• **THE PROBLEM**
Output the entries below without any alteration.

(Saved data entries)
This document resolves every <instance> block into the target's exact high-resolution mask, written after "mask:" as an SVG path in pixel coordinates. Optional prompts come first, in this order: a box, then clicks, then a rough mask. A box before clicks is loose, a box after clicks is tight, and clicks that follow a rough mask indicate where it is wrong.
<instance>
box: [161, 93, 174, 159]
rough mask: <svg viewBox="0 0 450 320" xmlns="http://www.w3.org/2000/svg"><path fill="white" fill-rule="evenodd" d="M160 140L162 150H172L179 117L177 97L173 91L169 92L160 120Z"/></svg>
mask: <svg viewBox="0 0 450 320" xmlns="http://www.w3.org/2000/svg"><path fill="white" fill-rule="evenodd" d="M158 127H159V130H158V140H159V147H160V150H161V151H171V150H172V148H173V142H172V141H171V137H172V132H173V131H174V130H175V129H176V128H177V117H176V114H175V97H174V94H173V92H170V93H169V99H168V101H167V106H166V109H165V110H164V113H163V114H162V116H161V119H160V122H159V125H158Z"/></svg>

• **REPLY**
This document resolves every <instance> block into the target's exact high-resolution mask, written after "mask:" as an SVG path in pixel coordinates. Optional prompts come first, in this order: a box, then clicks, then a rough mask. A box before clicks is loose, a box after clicks is tight, and clicks that follow a rough mask indicate where it is wrong.
<instance>
box: [161, 93, 174, 159]
rough mask: <svg viewBox="0 0 450 320" xmlns="http://www.w3.org/2000/svg"><path fill="white" fill-rule="evenodd" d="M160 140L162 150H172L179 117L177 97L173 91L169 92L160 120Z"/></svg>
mask: <svg viewBox="0 0 450 320" xmlns="http://www.w3.org/2000/svg"><path fill="white" fill-rule="evenodd" d="M158 127H159V130H158V140H159V147H160V150H161V151H171V150H172V148H173V142H172V141H171V137H172V132H173V131H174V130H175V129H176V128H177V117H176V114H175V97H174V94H173V92H170V93H169V99H168V101H167V106H166V109H165V110H164V113H163V114H162V116H161V119H160V122H159V125H158Z"/></svg>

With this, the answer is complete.